# SOURCE EXCERPT
So, yeah. I like someone. I think this whole thing about Logan has more or less, blown over for now. When school starts, I’ll like him again, but I’m enjoying these last couple of days in which I have little affection for him. She’s really cute, we’ve hung out before. She had food science with me, too, haha. Darn it, she’s really pro-bible, so she wouldn’t dig me back. There’s this other girl that’s really cute, too, but she’s too emo for me, so I don’t think I could deal with her. And, of course- there’s that other girl, but everyone is in love with her, including one of my best friends, so I’m not going to bother. I can’t live with myself knowing that I have a crush on someone who is loved by one of my best friends. Even if she gave up on her.

I’ve been knitting myself a sweater- I started it less than a week ago? And I’m almost done with it. I have to finish the sleeves, join them into the round, knit the rest of the sweater, then sew the sleeves up and add a button band. The last four steps are relatively easy and quick, haha.

Megan has Spanish with me, so I’m not going to switch out of the class, after all. I don’t know what I’d do with myself if I didn’t have Megan around. But then again, I don’t have any of my other close friends in my classes. Okay, Daniella and Mary are close to me, but they are on a different level. They’re close, but not extraordinarily close like Lorren/Shelley/Laurie are. I wish Debbie had classes with me, because I don’t think we’ll be as close as we are now during the year. I have a feeling that the state of our relationship now is the deepest it will ever be.

Categories: absolute angst · craftiness · friends · summer
Tagged:

I’d be hanging on their words

August 27, 2007 · No Comments

… “Like they almost meant a thing.”

I’m starting to appreciate Eat, Sleep Repeat. Which is great, because I realize why it was considered one of the best releases last year (I thiiiiink. D:)

So yah. I hung out with Riza on Friday, which was great. Except it was mostly hanging out with Angela, since Riza was at band practice. The whole marching band thing was cool. It’s just that everybody was extremely irritable and I wanted to punch everyone because they weren’t in a good mood. So their bad mood contaged me. Yes, that’s a word.

Riza has so much stuff to do during the weeeeek. D: I want to give her a huge hug.

Other than that, nothing’s been going on. That’s why I hardly post anymore. Just wait until school starts!

Categories: friends

I sleep too well living this way

August 24, 2007 · 4 Comments

… “Because I live so well, everyone should be repaid!”

So. The only class I really have to look forward to is World History, since that’s the only class that other people have with me.

Next year is going to suck. I feel a sense of morbidity when it comes to some of my friendships.*le sigh* I feel like crying. Although, to do so would feel like an overreaction. Things work out. Maybe there were people that I didn’t get to see their schedule because they left before I did. But the bottom line is that most of the people that I care about, I’m hardly going to see next year. And that scares me.

I’m going to hang out with Riza tonight for this marching thing. I have no clue as to what this marching thing entails, but what do I have left to lose?

Allie, Debbie, and I are planning on going to the fair tomorrow. All somebody has to do is call and set things up D:

Categories: angst · friends

“Is tomorrow just a day like all the rest?”

# RECORDS SHOWN
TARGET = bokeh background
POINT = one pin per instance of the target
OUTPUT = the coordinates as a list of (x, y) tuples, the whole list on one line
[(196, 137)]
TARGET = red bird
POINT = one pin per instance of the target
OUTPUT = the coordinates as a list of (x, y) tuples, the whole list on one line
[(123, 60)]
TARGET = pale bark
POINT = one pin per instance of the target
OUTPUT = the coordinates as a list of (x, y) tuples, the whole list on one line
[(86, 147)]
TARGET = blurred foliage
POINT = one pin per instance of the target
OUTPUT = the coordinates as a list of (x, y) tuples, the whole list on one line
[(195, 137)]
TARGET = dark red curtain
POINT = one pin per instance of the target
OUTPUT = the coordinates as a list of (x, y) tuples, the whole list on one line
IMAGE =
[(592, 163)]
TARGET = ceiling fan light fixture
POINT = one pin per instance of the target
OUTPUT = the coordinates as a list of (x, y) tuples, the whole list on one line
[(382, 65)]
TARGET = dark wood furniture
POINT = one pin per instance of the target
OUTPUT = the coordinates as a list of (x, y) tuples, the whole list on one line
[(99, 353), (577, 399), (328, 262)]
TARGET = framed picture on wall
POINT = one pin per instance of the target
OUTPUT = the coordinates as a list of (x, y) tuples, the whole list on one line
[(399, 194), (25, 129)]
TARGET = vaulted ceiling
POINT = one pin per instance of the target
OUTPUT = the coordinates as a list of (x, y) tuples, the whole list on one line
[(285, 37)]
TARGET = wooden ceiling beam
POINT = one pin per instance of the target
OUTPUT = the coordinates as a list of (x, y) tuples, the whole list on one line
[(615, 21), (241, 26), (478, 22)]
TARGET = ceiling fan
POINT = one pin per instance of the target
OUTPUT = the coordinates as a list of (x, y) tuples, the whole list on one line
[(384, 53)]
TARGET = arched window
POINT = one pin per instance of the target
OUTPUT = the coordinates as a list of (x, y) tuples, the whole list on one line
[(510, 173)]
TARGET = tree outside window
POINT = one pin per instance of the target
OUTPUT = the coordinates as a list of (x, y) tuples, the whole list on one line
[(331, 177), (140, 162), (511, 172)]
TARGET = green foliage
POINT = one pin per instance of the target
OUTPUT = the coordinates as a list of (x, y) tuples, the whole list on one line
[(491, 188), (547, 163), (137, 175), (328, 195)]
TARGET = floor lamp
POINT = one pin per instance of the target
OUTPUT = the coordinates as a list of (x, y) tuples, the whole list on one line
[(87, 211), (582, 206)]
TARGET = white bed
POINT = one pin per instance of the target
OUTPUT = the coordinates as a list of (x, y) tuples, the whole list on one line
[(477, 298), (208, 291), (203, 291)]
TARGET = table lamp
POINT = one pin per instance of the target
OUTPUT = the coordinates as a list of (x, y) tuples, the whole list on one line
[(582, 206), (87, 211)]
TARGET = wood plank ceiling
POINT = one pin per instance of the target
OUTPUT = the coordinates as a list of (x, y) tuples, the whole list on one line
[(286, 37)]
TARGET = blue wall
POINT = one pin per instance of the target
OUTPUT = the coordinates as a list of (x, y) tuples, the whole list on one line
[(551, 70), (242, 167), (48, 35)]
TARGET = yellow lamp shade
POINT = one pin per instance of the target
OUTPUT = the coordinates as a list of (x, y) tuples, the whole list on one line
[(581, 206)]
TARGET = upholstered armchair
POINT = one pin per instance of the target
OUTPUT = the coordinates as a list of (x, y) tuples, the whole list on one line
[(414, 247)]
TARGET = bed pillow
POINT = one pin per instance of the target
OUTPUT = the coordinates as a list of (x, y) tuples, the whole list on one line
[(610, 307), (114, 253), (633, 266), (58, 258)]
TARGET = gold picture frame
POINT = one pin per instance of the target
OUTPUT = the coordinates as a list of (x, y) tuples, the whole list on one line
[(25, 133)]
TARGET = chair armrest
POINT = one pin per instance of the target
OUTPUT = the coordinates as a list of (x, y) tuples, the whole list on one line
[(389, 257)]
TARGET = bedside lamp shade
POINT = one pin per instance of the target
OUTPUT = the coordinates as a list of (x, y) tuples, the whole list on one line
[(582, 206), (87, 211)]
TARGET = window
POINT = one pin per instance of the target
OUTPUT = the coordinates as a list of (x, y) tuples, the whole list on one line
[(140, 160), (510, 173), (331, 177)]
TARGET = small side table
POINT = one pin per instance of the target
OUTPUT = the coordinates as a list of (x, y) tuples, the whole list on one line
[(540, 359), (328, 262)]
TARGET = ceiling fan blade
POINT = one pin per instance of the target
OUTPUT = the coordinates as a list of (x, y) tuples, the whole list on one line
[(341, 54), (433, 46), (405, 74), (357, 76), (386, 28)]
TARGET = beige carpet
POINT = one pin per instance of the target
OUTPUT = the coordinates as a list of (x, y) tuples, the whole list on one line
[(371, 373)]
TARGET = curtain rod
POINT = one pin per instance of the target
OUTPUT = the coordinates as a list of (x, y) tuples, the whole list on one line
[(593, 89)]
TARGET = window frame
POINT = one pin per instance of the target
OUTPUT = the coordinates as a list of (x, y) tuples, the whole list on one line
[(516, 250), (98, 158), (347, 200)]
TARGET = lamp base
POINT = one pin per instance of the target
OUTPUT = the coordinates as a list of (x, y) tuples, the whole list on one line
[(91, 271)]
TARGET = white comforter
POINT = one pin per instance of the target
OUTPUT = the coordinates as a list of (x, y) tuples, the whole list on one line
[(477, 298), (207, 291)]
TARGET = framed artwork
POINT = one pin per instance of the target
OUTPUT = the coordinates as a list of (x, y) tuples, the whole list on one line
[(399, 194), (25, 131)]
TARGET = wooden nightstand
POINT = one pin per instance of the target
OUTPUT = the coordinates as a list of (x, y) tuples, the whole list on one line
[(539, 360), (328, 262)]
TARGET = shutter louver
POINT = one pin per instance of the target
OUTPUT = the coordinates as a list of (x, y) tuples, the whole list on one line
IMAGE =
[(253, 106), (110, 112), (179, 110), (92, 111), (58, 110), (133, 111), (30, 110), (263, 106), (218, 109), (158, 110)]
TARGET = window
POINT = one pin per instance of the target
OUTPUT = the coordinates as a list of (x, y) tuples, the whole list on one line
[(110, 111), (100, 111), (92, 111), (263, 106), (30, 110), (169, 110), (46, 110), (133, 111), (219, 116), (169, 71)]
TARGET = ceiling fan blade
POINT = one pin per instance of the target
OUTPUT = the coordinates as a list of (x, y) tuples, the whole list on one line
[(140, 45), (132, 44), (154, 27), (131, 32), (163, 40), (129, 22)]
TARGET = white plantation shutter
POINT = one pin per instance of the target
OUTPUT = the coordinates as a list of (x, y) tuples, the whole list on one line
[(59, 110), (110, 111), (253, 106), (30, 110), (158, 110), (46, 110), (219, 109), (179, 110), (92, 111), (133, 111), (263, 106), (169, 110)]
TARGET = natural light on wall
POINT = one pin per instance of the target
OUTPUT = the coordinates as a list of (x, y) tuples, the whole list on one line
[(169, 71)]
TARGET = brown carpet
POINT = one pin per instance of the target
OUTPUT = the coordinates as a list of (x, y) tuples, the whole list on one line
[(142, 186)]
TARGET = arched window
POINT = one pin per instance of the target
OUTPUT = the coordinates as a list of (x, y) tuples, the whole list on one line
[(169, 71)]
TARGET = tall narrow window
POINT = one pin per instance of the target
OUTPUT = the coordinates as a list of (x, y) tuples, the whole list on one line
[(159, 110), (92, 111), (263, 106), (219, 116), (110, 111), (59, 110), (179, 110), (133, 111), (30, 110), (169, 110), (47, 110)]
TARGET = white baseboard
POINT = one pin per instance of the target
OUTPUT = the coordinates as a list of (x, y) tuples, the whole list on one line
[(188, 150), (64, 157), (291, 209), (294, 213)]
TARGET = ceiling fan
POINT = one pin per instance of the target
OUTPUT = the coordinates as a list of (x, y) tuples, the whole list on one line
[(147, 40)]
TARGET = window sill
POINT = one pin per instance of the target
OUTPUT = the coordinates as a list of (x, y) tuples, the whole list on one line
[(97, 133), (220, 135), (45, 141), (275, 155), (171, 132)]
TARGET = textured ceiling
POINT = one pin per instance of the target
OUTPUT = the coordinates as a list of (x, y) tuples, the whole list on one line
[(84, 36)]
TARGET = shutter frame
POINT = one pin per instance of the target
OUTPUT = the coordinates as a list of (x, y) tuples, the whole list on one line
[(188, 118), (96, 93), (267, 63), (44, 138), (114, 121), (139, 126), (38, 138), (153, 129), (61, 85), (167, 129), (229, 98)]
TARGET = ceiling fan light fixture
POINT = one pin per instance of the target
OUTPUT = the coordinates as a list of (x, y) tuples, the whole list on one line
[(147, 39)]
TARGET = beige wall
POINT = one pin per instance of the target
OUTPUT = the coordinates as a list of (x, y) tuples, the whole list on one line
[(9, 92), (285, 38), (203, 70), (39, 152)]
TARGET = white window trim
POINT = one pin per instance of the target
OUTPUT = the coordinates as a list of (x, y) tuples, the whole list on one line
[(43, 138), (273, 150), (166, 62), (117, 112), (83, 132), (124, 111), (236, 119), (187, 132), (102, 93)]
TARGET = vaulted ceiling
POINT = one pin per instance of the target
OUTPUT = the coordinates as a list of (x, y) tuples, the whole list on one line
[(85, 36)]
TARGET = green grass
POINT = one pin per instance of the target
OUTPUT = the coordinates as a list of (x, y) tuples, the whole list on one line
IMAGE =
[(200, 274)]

# SET TASKS
1/ Quote the blog excerpt between "So. The only" and "left to lose?", inclusive.
2/ Continue the blog excerpt past its final line.
The data has no connection to the blog excerpt.

# ANSWERS BY TASK
1/
So. The only class I really have to look forward to is World History, since that’s the only class that other people have with me.

Next year is going to suck. I feel a sense of morbidity when it comes to some of my friendships.*le sigh* I feel like crying. Although, to do so would feel like an overreaction. Things work out. Maybe there were people that I didn’t get to see their schedule because they left before I did. But the bottom line is that most of the people that I care about, I’m hardly going to see next year. And that scares me.

I’m going to hang out with Riza tonight for this marching thing. I have no clue as to what this marching thing entails, but what do I have left to lose?

2/
August 12, 2007 · No Comments

“How could you know just what you did? So full of faith yet so full of doubt, I ask. Time and time again, you said, don’t be afraid. “If you believe you can do it.”

Today is a day for Jimmy Eat World. I’ve been feeling like Bright Eyes until I realized that I needed Jimmy Eat World.

Ultimately, I accomplished nothing today. I played Zelda. You know, I’ve always thought of video game playing as being a huuuuuge waste of time. You don’t get anything in the end. And yet I’ve managed to put that prejudice aside, and play video games for hours. Yes, hours. Those damn soldiers keep ramming into me and killing me. And every time you get down to one hit point, it beeps like crazy. I almost shot my television. But it’s all in the name of fun, right?

… And then I found out that when you complete the game, it tells you how many times you’ve died. How hardcore is that? Just watch, it’s going to be a hundred and twenty three. But those were only at the really bad parts, okay? I don’t suck at playing video games. I’m awesome at them. I just think they are a huge waste of time. But I’m a kid and I should be able to have fun without thinking of the nonexistent practicality, right?

… Geez. I suck at having fun. Or just seeing the bright side of things. D:

I went to the mall with Debbie yesterday, and we had a good time. Except for the fact that we didn’t meet up at the same place and we were waiting for each other for an hour… But yah. It was still swt. We were a tad bored though, since neither of us like shopping all that much and we had nothing to shop for. I bought a Hamtaro DVD. And I wanted to get rid of a giftcard, so I bought the Plus 44 cd. Except I already have it. It’s okay, I guess. Hot Topic has a very limited selection of cds, I’ll tell you. Debbie and I had fun picking the cds out, though, because we listen to the same stuff (kind of)

Oh, and we read greeting cards out loud to each other. Surprisingly, the only time two atheists went out together, the very first card I picked up was from a company called ChristianExpressions. We had tons of fun reading the Christian expressions from the cards to each other. And we had fun with those cards that make music. :D

Dad gets a good first impression from Debbie, so he said that she  can come over whenever she wants. Maybe I’ll ask her to come over sometime. Just not this week, though, because she’s going a-campin’.

Categories: big life events · friends

You took a ten-minute dream in the passengers seat

June 13, 2007 · No Comments

… “ While the world was flying by. I haven’t been gone very long, but it feels like a lifetime. I’ve been sleeping so strange at night, side effects they don’t advertise. I’ve been sleeping so strange with a head full of pesticide. I got no plans and too much time, I feel too restless to unwind. I’m always lost in thought as I walk a block to my favorite neon sign, where the waitress looks concerned, but she never says a word.”

Geez. I’ve been using the hugest quotes to open my entries, lately. But it’s okay, because it is Bright Eyes =D

I’ve been feeling very poetic, but I feel if I were to fill up those papers once more, people would think I’m being all scene.

I worked on my anthology until eleven last night. But that was the last time I really looked at the clock. So really, I have no idea when I went to bed, but it was really late. I feel terrible, and my father will not let me sleep for more than an hour everyday!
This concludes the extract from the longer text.